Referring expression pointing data
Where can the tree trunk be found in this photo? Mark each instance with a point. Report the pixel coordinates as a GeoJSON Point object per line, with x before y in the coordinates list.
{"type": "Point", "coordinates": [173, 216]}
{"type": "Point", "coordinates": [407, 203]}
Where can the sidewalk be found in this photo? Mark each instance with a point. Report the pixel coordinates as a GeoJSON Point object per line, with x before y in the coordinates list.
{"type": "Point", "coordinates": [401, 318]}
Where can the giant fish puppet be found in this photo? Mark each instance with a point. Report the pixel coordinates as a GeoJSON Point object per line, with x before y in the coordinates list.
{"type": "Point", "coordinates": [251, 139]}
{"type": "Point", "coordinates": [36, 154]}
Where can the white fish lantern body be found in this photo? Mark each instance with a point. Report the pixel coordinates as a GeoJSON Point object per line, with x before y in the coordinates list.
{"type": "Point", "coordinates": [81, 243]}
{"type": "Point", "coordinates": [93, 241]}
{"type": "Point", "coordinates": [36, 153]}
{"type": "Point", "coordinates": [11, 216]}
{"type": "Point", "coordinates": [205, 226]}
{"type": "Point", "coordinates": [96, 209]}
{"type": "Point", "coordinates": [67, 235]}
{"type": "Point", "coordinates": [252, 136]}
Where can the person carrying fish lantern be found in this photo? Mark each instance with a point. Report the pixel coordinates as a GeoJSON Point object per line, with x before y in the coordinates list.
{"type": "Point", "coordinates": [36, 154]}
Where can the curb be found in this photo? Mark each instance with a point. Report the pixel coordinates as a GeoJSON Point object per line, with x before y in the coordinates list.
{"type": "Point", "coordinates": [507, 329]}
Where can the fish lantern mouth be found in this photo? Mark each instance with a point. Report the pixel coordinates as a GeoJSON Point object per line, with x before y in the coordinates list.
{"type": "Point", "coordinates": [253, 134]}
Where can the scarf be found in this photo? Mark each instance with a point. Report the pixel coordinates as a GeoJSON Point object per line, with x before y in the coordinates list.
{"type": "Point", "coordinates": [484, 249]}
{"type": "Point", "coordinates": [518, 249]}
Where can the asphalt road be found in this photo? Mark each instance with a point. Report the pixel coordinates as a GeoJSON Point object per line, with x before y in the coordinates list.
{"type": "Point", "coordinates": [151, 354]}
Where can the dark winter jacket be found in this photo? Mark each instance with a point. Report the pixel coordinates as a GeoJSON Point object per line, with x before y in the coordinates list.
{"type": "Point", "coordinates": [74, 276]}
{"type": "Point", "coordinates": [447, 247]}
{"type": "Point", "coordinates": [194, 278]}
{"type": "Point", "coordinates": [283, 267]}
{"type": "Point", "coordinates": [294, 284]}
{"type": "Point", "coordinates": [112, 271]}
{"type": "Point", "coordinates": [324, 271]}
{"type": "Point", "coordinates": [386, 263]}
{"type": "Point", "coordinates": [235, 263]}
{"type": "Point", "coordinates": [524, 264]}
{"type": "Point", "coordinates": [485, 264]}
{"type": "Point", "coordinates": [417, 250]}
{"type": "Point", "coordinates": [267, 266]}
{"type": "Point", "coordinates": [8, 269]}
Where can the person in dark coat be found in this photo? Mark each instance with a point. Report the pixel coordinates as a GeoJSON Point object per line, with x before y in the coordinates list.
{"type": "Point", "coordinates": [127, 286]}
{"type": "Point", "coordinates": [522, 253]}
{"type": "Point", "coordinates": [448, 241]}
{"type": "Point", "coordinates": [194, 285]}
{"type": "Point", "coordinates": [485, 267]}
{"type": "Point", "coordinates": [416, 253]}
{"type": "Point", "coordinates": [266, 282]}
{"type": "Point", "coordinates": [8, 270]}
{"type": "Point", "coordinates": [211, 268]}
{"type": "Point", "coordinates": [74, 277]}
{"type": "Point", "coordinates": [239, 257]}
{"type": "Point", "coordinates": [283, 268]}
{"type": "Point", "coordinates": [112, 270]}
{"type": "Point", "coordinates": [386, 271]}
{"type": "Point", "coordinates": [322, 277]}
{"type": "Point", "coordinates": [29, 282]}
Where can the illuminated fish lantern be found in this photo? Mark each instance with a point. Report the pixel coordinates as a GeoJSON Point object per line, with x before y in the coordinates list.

» **Assignment**
What is needed is an exact transcription of all the data.

» **Result of the task**
Where can the tree trunk be found in this photo? Mark each instance with a point. Report the pixel coordinates as a GeoJSON Point object per line, with x before y in the coordinates list.
{"type": "Point", "coordinates": [173, 216]}
{"type": "Point", "coordinates": [407, 203]}
Where can the sidewalk be found in this photo? Mark each instance with a point. Report the pixel coordinates as a GeoJSON Point object per line, with x before y in the coordinates list.
{"type": "Point", "coordinates": [401, 318]}
Where can the giant fish puppet be found in this photo? Mark each instance with a point. Report the pixel coordinates as a GeoJSON Point object per line, with x before y in the coordinates list.
{"type": "Point", "coordinates": [251, 139]}
{"type": "Point", "coordinates": [36, 154]}
Where can the white fish lantern body be found in this photo? Mark each instance with a point. Report the pixel coordinates as a GeoJSON Point object per line, with x before y in the coordinates list.
{"type": "Point", "coordinates": [81, 243]}
{"type": "Point", "coordinates": [93, 241]}
{"type": "Point", "coordinates": [36, 153]}
{"type": "Point", "coordinates": [11, 216]}
{"type": "Point", "coordinates": [205, 226]}
{"type": "Point", "coordinates": [96, 209]}
{"type": "Point", "coordinates": [67, 235]}
{"type": "Point", "coordinates": [252, 136]}
Where can the person carrying fish lantern be found in this photo? Mark each instance with a point. Report the pixel coordinates as a GeoJSON Point object per line, with x before y in the coordinates list.
{"type": "Point", "coordinates": [36, 154]}
Where can the curb be found in this photo? Mark each instance with a point. Report the pixel coordinates as a GeoJSON Point object per line, with x before y in the coordinates list.
{"type": "Point", "coordinates": [507, 329]}
Where can the fish lantern mouth be found in this photo? Mark each instance with a point. Report the pixel coordinates as a GeoJSON Point object per line, with x before y in the coordinates list.
{"type": "Point", "coordinates": [253, 134]}
Where can the scarf be found in this photo? Mark each instance with a point. Report the pixel coordinates as a GeoJSON Point object per line, with x before y in the coordinates list.
{"type": "Point", "coordinates": [484, 249]}
{"type": "Point", "coordinates": [518, 249]}
Where can the asphalt road be found in this photo? Mark each instance with a point. Report the pixel coordinates as a GeoJSON Point object per line, with x before y in the coordinates list.
{"type": "Point", "coordinates": [151, 354]}
Where can the dark winter jacket be found in this photo? Mark each instance with a point. Report the pixel coordinates as a GeoJSON Point object per line, with x before y in the coordinates list.
{"type": "Point", "coordinates": [74, 276]}
{"type": "Point", "coordinates": [447, 247]}
{"type": "Point", "coordinates": [194, 278]}
{"type": "Point", "coordinates": [283, 267]}
{"type": "Point", "coordinates": [294, 284]}
{"type": "Point", "coordinates": [112, 271]}
{"type": "Point", "coordinates": [324, 271]}
{"type": "Point", "coordinates": [386, 263]}
{"type": "Point", "coordinates": [235, 263]}
{"type": "Point", "coordinates": [524, 264]}
{"type": "Point", "coordinates": [485, 264]}
{"type": "Point", "coordinates": [417, 250]}
{"type": "Point", "coordinates": [267, 266]}
{"type": "Point", "coordinates": [8, 269]}
Where can the person in dark coat be found in this photo? Mark each instance with a point. Report the pixel coordinates as a GeoJSON Point object per line, with x before y in the coordinates list.
{"type": "Point", "coordinates": [127, 286]}
{"type": "Point", "coordinates": [522, 253]}
{"type": "Point", "coordinates": [448, 241]}
{"type": "Point", "coordinates": [194, 285]}
{"type": "Point", "coordinates": [485, 267]}
{"type": "Point", "coordinates": [416, 253]}
{"type": "Point", "coordinates": [266, 282]}
{"type": "Point", "coordinates": [8, 270]}
{"type": "Point", "coordinates": [211, 268]}
{"type": "Point", "coordinates": [74, 277]}
{"type": "Point", "coordinates": [239, 257]}
{"type": "Point", "coordinates": [283, 268]}
{"type": "Point", "coordinates": [112, 270]}
{"type": "Point", "coordinates": [386, 271]}
{"type": "Point", "coordinates": [322, 277]}
{"type": "Point", "coordinates": [29, 282]}
Where can the illuminated fish lantern be found in this photo? Mark each instance with a point. Report the pixel coordinates as a GeoJSON Point object per line, with x before y in the coordinates list.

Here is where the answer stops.